YOUR OBJECTIVE => Reproduce the material below word for word, omitting the pictures from your answer.

☆ ☆ ☆ ☆

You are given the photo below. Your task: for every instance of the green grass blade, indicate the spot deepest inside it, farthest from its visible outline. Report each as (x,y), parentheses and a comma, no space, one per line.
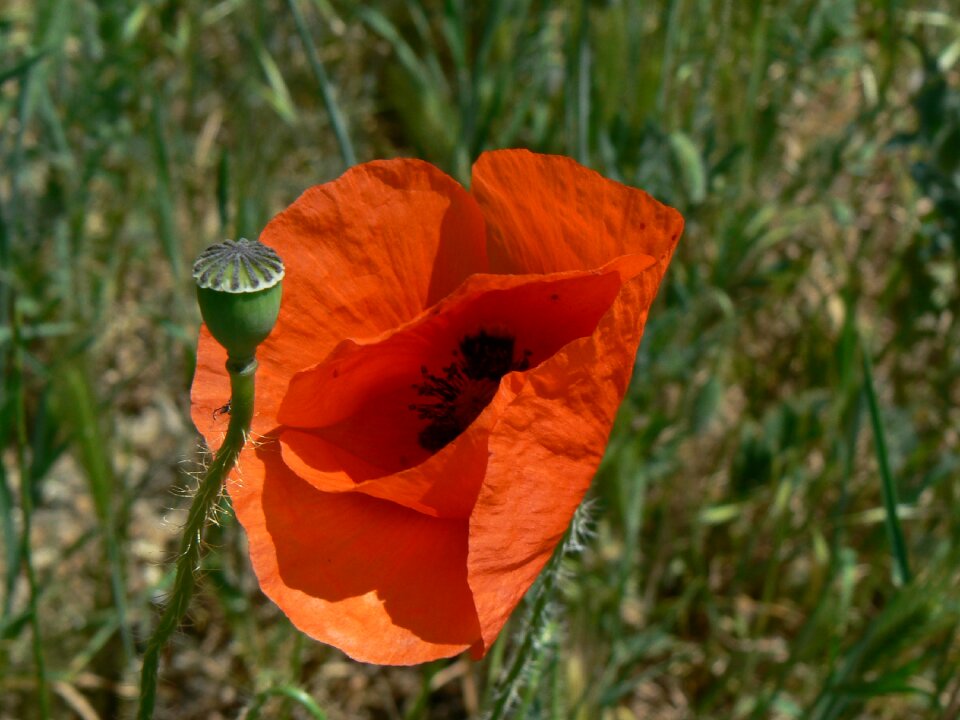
(26,507)
(895,532)
(287,691)
(326,89)
(84,416)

☆ ☆ ☆ ☆

EXERCISE RESULT =>
You are given the photo below. Your task: for every instance of the green grass blade, indicate the spot deepest inside it, farthest from its visible outline. Report each as (x,y), parentheses and a comma, no space, one per line.
(26,507)
(895,532)
(287,691)
(326,89)
(84,416)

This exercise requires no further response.